▶ **REQUIREMENT**
Quote everything from "On July 28, 1965, President" down to "in the effort." in the text below on the war with communism.

▶ **TEXT EXTRACT**

Supporting Democracy,
Freedom of Speech,
and Political Rights

We are at War with Communism

    [1968]
 


John A. Stormer


Two weeks after Lee Harvey Oswald killed President Kennedy on the streets of Dallas, Texas, FBI Chief J. Edgar Hoover warned America with these words:
    We are at war with communism and the sooner every red-blooded American realizes this the safer we will be.[1]
The communists are waging their war against the United States on many fronts - with a variety of weapons. Fire­bombs and sniper bullets are used in the streets of America - missiles and MIGs in Vietnam. Filthy books, dirty movies, and burned draft cards are weapons in the communist war to corrupt America's youth. Less spectacular, but equally deadly battles are being fought with legal briefs before the Supreme Court of the United States.

J. Edgar Hoover issued his warning in December 1963. Since then...
    ... Red bullets have killed three times more Americans in Vietnam than were were killed in the Revolutionary War, the War of 1812, the Mexican War, and the Spanish-American War combined.[2]
As these Americans died in Vietnam, firebomb throwing mobs, led by communist-agitated and trained revolutionaries, killed over 150 people, injured several thousand others and destroyed property worth $1-billion in 100 American cities. America is not winning the war with communism because America's people seem strangely unable - or unwilling - to face the fact that we are at war. America is losing the war with communism because the President, the Congress, and the Supreme Court won't decide which side they should be on. Unbelievable? Consider this strange sequence of events:

On July 28, 1965, President Lyndon Johnson told a nation­wide TV audience that America was undertaking a massive military buildup in Vietnam to deal the communists "death and desolation" if that must be the path to a just peace.[3] Within 30 months, nearly 150,000 young Americans were killed or wounded in the effort.

▶ **RECORDS**

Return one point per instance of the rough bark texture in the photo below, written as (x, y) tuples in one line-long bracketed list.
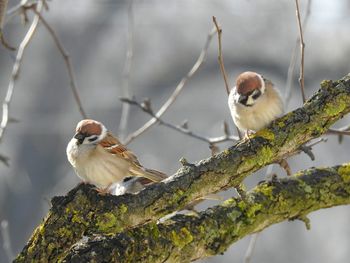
[(185, 238), (83, 212)]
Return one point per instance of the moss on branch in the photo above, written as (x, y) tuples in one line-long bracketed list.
[(186, 238), (84, 212)]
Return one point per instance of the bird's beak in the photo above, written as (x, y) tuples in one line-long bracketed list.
[(80, 137)]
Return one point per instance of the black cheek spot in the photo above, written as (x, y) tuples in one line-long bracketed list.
[(243, 100), (93, 139)]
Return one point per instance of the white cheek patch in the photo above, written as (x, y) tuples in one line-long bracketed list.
[(250, 101)]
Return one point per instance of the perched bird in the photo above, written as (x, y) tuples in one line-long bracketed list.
[(101, 159), (254, 102)]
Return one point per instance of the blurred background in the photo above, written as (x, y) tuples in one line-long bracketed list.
[(167, 39)]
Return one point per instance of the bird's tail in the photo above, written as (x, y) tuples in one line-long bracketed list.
[(150, 174)]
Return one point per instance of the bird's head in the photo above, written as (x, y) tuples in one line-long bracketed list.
[(250, 86), (89, 132)]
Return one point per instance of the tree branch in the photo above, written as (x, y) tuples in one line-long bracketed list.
[(85, 212), (185, 238)]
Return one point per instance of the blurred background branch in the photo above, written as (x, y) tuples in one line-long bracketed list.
[(15, 73), (176, 92), (123, 124)]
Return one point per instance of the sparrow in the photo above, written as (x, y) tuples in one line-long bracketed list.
[(254, 102), (101, 159)]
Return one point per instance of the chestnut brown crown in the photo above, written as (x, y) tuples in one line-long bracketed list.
[(89, 127), (247, 82)]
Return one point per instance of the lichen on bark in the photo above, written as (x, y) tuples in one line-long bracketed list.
[(84, 212)]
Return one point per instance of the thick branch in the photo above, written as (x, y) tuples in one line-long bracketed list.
[(187, 238), (84, 211)]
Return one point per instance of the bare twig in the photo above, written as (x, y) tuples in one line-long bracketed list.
[(222, 65), (146, 107), (3, 8), (220, 57), (302, 50), (16, 69), (123, 124), (176, 92), (288, 90), (67, 61)]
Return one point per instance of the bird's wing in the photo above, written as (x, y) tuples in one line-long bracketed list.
[(114, 146)]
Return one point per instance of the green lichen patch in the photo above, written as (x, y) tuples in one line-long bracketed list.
[(344, 172), (107, 223), (181, 238), (266, 134)]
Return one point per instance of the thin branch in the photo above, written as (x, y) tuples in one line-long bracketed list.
[(123, 124), (338, 132), (176, 92), (67, 61), (6, 240), (302, 50), (16, 69), (3, 8), (220, 57), (288, 90), (146, 107), (222, 66)]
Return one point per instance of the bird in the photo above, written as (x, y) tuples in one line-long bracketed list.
[(254, 102), (99, 158)]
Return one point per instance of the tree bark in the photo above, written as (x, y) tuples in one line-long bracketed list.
[(83, 212), (186, 238)]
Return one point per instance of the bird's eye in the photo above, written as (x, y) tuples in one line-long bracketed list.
[(93, 139), (256, 94)]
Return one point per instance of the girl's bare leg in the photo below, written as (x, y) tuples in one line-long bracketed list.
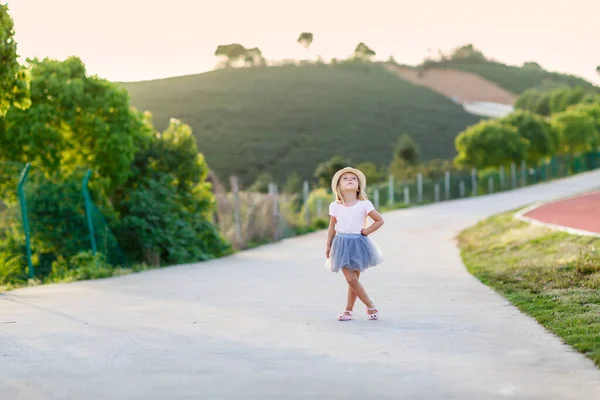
[(357, 288), (351, 295)]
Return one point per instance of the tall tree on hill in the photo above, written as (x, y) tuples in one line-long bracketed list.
[(231, 53), (305, 39), (468, 52), (235, 54), (407, 149), (364, 52), (327, 169), (14, 79), (254, 57)]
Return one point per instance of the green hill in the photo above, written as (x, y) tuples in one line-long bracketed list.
[(285, 119), (512, 78)]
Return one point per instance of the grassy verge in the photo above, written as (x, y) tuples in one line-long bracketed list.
[(550, 275)]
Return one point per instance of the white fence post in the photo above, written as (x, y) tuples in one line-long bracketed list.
[(474, 181), (447, 184), (236, 209), (419, 187), (305, 196), (391, 190)]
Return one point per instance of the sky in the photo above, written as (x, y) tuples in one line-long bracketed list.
[(133, 40)]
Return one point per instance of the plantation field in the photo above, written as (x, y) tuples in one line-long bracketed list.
[(290, 118), (517, 79)]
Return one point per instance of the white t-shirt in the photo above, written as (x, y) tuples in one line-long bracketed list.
[(350, 219)]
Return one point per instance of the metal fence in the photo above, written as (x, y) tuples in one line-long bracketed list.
[(43, 219)]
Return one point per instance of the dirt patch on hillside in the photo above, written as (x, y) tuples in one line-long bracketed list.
[(464, 86)]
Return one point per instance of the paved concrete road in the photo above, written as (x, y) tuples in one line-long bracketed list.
[(261, 325)]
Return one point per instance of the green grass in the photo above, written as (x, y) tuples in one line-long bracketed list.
[(290, 118), (517, 79), (552, 276)]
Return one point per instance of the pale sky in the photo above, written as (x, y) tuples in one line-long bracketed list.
[(131, 40)]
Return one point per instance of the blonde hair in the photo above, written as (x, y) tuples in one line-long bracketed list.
[(360, 193)]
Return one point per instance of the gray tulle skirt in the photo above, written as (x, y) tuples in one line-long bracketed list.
[(356, 252)]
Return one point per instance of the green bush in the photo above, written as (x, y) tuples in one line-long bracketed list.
[(490, 144), (543, 140), (168, 210), (576, 130), (12, 270), (81, 266)]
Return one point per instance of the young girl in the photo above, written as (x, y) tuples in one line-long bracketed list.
[(348, 246)]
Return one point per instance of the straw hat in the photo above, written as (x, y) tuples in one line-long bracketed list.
[(361, 178)]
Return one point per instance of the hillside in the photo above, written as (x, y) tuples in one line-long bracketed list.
[(512, 78), (285, 119), (466, 87)]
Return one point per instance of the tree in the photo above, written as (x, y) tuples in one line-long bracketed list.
[(305, 39), (293, 184), (167, 207), (75, 120), (532, 65), (231, 53), (372, 173), (14, 79), (490, 144), (235, 54), (590, 109), (467, 52), (363, 52), (577, 131), (542, 141), (254, 57), (407, 149), (325, 170), (261, 184)]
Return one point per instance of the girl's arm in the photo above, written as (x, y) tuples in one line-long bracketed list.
[(377, 222), (330, 234)]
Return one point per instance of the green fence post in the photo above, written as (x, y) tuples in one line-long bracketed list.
[(21, 192), (88, 209)]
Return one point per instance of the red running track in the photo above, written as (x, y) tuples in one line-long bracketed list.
[(581, 212)]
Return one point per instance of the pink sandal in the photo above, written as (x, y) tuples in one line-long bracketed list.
[(345, 316), (375, 315)]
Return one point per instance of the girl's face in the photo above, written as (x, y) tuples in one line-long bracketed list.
[(348, 182)]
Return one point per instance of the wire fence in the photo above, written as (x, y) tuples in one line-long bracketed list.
[(44, 220), (48, 219)]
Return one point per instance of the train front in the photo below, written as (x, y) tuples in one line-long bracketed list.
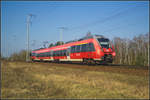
[(107, 50)]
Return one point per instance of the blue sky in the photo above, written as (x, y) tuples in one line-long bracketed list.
[(124, 19)]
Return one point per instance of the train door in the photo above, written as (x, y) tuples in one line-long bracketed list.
[(68, 53)]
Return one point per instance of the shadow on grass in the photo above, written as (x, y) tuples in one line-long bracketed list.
[(16, 83)]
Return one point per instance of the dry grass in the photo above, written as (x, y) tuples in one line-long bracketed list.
[(32, 80)]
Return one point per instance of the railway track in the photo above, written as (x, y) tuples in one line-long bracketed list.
[(115, 68)]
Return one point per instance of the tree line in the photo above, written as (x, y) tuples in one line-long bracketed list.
[(128, 51), (132, 52)]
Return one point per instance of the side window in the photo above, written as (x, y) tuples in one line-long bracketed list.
[(84, 48), (65, 52), (54, 53), (72, 49), (78, 48), (91, 47)]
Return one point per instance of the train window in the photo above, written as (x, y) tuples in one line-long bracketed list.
[(61, 53), (54, 53), (91, 47), (49, 53), (72, 49), (83, 48), (78, 48)]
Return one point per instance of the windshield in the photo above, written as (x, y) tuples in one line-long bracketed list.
[(103, 42)]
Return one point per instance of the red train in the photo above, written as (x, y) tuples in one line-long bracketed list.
[(90, 49)]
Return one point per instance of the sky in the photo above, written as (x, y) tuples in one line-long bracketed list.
[(124, 19)]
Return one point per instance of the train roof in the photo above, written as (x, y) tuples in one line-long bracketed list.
[(68, 43)]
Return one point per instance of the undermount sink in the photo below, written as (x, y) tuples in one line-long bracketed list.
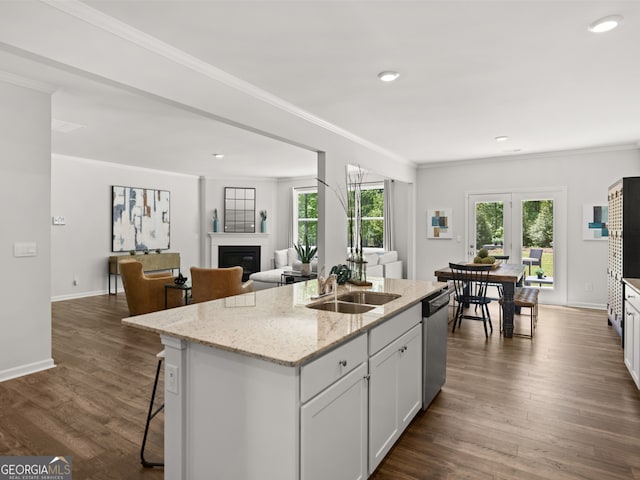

▶ **ANSWER IN FULL**
On July 28, 1965, President Lyndon Johnson told a nation­wide TV audience that America was undertaking a massive military buildup in Vietnam to deal the communists "death and desolation" if that must be the path to a just peace.[3] Within 30 months, nearly 150,000 young Americans were killed or wounded in the effort.